>>>>>

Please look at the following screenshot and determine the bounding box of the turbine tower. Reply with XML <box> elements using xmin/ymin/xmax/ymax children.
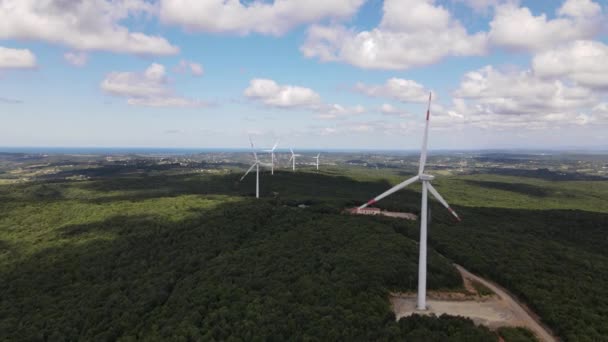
<box><xmin>357</xmin><ymin>94</ymin><xmax>460</xmax><ymax>310</ymax></box>
<box><xmin>264</xmin><ymin>140</ymin><xmax>279</xmax><ymax>175</ymax></box>
<box><xmin>240</xmin><ymin>137</ymin><xmax>268</xmax><ymax>198</ymax></box>
<box><xmin>289</xmin><ymin>147</ymin><xmax>300</xmax><ymax>171</ymax></box>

<<<<<

Stated problem: Rename "turbine tower" to "wind turbine" throughout the records above and write them out again with everything else unchanged. Leave the pictures out.

Response to this exercise:
Please look at the following screenshot and determine the bounding box of the wind turbine. Reply with XML <box> elements using xmin/ymin/xmax/ymax children.
<box><xmin>357</xmin><ymin>94</ymin><xmax>460</xmax><ymax>310</ymax></box>
<box><xmin>264</xmin><ymin>140</ymin><xmax>279</xmax><ymax>175</ymax></box>
<box><xmin>240</xmin><ymin>137</ymin><xmax>268</xmax><ymax>198</ymax></box>
<box><xmin>289</xmin><ymin>147</ymin><xmax>300</xmax><ymax>171</ymax></box>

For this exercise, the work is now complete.